Waiting actually makes people more patient, study finds
Let’s face it – no one likes to wait. We’re a culture of instant gratification. But what if the very act we dislike can actually help make us more patient and help us make better financial decisions?
According to a recent study by Ayelet Fishbach, Jeffrey Breakenridge Keller Professor of Behavioral Science and Marketing at the University of Chicago Booth School of Business, waiting actually does make people more patient, which can provide a payoff for consumers by helping them make better decisions.
Historically, research on patience has been approached by offering people the choice between a smaller reward sooner or a larger reward later. Given the choice between $10 now or $15 later, for instance, many people choose the $10 now, even though it makes them less well-off financially.
“People tend to value things more in the present and discount their worth in the future,” Fishbach says. “But my research suggests that making people wait to make a decision can improve their patience because the process of waiting makes the reward for waiting seem more valuable.”
Co-authored with former Chicago Booth postdoctoral fellow Xiani Dai, the study, titled “When Waiting to Choose Increases Patience,” was published in a recent edition of the Journal of Organizational Behavior and Human Decision Processes.
To test their hypothesis, the two researchers conducted a series of experiments in the U.S., mainland China and Hong Kong. In one study, the researchers invited participants to sign up to join a subject pool for online studies. In exchange for signing up, all participants were invited to enter one of two lotteries: one would pay out a $50 prize sooner; the other would pay out a $55 prize later.
The participants were divided into three groups, each having to wait a different amount of time before given their potential prize: the first group was told they could win $50 in three days or $55 in 23 days; the second could win $50 in 30 days or $55 in 50 days; and the third group was told they could win $50 in 30 days or $55 in 50 days, but they had to wait before choosing a potential reward.
Researchers contacted members of the third group 27 days later to ask for a decision, at which point the participants, like those in the first group, had to choose between waiting three days or 23 days to potentially receive a prize.
Fishbach and Dai found that in the first group only 31 percent of participants chose to wait for the larger reward. In the second group, that number rose to 56 percent. But among people in the third group, who had been waiting several weeks to make their choice, 86 percent chose to wait for the larger reward. Even though they were making the same choice as people in the first group ($50 in three days or $55 in 23 days), the fact that they had been waiting to choose increased their patience.
“When people wait, it makes them place a higher value on what they're waiting for, and that higher value makes them more patient,” Fishbach says. “They see more value in what they are waiting for because of a process psychologists call self-perception—we learn what we want and prefer by assessing our own behavior, much the same way we learn about others by observing how they behave.”

········

■ **Exercise**
Copy the part of the text on the waiting study that opens with the words containing "To test their" and closes with "a $55 prize later.".

········

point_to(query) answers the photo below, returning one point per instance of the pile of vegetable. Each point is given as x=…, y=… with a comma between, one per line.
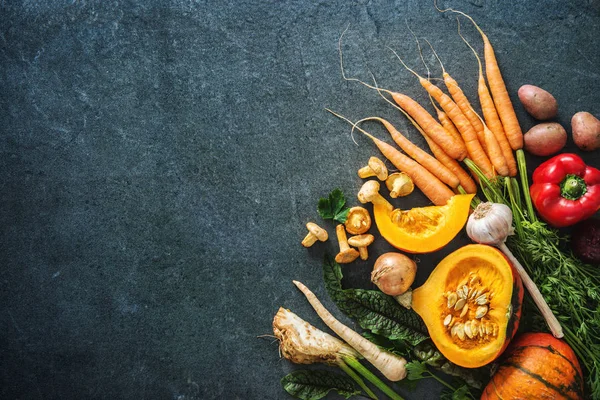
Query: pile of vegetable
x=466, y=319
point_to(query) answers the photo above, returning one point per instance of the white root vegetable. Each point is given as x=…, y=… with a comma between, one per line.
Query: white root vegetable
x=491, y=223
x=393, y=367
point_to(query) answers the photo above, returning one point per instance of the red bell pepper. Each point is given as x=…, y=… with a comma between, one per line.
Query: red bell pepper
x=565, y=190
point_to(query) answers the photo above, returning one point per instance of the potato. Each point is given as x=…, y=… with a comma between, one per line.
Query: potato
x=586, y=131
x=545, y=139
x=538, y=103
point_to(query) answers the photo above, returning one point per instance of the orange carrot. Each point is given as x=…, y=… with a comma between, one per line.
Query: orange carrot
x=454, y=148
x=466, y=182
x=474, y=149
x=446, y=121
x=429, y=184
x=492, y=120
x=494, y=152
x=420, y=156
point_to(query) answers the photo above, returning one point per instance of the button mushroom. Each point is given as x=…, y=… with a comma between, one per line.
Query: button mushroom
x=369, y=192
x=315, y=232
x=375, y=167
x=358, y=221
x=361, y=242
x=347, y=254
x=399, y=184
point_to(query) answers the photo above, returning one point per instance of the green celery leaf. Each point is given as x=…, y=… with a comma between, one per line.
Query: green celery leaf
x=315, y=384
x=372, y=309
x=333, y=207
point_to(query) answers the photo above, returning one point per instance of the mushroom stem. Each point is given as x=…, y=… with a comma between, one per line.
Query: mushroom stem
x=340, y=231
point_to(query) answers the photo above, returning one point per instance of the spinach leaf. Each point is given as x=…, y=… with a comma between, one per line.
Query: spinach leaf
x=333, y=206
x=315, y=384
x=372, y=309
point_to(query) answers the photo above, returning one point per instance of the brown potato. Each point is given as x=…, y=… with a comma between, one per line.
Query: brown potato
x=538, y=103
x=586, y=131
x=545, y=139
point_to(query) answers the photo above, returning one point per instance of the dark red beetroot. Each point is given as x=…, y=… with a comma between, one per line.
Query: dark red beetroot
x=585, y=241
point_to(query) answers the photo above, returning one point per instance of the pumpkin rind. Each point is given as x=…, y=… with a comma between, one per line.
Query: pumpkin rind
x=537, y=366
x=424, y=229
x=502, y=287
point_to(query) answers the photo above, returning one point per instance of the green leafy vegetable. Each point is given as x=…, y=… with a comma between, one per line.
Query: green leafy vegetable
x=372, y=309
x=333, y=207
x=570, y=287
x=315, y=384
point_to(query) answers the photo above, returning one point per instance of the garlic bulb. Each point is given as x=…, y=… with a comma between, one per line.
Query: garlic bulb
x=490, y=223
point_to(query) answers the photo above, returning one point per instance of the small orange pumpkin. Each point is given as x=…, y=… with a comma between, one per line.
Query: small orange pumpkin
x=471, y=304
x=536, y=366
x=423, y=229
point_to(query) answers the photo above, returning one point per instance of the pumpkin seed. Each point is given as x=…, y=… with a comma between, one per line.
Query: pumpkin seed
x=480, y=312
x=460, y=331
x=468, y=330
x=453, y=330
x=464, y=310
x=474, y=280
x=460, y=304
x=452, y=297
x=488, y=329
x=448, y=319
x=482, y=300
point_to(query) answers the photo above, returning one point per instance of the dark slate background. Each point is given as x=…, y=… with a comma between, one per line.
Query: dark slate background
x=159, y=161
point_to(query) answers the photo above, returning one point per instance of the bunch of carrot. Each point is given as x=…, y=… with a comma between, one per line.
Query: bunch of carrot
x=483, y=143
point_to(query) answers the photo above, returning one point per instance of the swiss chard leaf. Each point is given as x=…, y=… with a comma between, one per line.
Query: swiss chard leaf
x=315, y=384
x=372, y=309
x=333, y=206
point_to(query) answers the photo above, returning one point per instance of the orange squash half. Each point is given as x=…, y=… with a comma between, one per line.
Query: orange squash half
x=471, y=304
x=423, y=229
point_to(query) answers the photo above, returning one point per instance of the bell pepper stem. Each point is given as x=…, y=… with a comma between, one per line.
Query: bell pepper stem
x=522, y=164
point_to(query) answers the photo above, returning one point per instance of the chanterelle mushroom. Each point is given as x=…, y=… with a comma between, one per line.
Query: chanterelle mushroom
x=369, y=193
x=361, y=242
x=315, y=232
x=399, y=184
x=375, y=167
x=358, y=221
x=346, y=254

········

■ **Solution for this problem**
To test their hypothesis, the two researchers conducted a series of experiments in the U.S., mainland China and Hong Kong. In one study, the researchers invited participants to sign up to join a subject pool for online studies. In exchange for signing up, all participants were invited to enter one of two lotteries: one would pay out a $50 prize sooner; the other would pay out a $55 prize later.